What to work on:
Locate every line in the listing that contains the word "brown" and copy each such line in full.

■ ■ ■

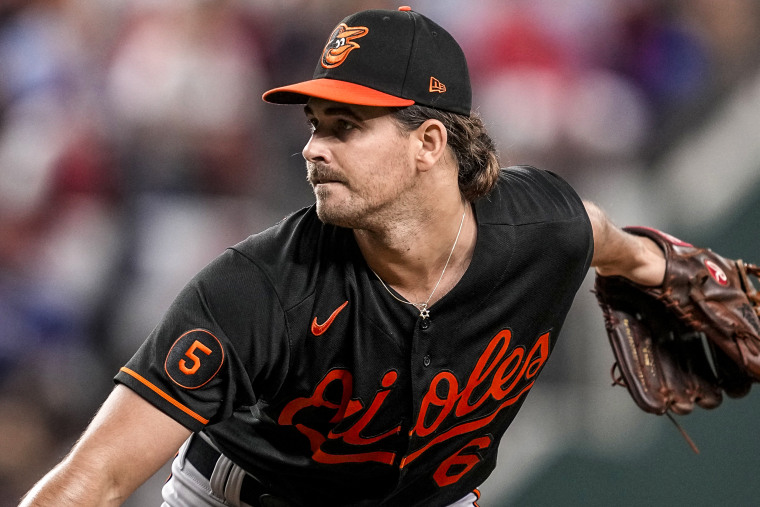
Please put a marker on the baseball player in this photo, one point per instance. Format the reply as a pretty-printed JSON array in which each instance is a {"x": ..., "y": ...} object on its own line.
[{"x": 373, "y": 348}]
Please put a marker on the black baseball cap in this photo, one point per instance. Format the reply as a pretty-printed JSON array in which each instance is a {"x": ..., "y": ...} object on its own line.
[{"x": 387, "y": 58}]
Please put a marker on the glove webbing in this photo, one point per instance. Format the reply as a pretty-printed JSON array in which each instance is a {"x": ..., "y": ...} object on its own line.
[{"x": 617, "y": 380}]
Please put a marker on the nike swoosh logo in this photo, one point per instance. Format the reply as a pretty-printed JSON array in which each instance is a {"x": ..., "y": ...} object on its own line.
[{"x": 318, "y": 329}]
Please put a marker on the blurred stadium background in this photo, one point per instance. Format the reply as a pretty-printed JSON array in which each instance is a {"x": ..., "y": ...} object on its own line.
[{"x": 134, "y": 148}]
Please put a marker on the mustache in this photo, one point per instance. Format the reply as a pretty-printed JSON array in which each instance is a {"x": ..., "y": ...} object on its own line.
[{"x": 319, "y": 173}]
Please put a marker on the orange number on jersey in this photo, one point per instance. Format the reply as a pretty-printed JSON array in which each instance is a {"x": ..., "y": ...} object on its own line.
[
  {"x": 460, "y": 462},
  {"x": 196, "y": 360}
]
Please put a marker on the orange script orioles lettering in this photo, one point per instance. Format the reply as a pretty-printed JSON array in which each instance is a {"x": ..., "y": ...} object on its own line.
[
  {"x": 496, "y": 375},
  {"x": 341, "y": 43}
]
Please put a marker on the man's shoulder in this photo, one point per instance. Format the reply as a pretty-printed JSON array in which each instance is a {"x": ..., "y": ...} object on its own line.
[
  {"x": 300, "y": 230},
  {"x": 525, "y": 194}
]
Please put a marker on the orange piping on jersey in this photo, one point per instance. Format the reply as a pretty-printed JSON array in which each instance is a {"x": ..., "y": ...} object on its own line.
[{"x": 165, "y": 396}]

■ ■ ■

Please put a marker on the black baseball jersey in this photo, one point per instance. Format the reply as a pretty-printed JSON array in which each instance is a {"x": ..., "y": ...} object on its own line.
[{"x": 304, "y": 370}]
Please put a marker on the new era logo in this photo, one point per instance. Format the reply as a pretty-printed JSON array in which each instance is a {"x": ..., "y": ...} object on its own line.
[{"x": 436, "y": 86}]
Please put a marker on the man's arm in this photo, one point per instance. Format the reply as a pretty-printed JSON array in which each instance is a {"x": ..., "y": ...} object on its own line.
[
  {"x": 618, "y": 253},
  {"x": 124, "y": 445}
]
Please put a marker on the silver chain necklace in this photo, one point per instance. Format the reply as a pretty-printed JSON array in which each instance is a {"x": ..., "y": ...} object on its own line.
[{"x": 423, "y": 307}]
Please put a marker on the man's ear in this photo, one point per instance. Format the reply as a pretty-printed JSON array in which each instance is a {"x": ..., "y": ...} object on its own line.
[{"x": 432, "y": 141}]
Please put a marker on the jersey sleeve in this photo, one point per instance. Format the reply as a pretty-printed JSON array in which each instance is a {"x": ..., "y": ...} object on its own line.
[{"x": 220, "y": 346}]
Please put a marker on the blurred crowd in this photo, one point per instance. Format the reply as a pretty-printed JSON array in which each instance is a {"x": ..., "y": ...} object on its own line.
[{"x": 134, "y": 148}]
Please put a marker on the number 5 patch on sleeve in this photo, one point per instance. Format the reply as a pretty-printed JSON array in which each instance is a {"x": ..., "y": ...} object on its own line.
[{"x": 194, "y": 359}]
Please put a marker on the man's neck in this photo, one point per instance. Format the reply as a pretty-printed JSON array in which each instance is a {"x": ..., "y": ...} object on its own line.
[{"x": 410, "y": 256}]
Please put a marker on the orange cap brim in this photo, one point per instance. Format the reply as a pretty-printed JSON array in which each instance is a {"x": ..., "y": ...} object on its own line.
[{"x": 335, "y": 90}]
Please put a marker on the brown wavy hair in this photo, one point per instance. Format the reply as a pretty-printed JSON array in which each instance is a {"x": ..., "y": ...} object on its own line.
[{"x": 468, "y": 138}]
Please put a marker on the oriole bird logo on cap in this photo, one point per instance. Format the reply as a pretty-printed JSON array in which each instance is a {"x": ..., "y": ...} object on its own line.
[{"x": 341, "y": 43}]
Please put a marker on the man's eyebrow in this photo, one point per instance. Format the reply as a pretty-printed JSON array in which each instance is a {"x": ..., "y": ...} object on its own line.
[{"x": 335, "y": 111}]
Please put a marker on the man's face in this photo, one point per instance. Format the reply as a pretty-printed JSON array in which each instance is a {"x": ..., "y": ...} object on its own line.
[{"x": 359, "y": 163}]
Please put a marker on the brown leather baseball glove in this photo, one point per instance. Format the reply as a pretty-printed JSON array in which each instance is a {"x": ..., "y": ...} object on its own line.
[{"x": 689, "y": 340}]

■ ■ ■

Complete answer:
Please put a marker on the brown wavy hair in this photo, one point per instance. Format the reply as a pretty-printed JSON array in which each instance is a {"x": ..., "y": ...} object on its own line.
Please put a marker on the brown leather baseball glove in this photo, one point per instance. Format the reply as a pretty-printed JSON array in which each instance is a {"x": ..., "y": ...} object on its own line.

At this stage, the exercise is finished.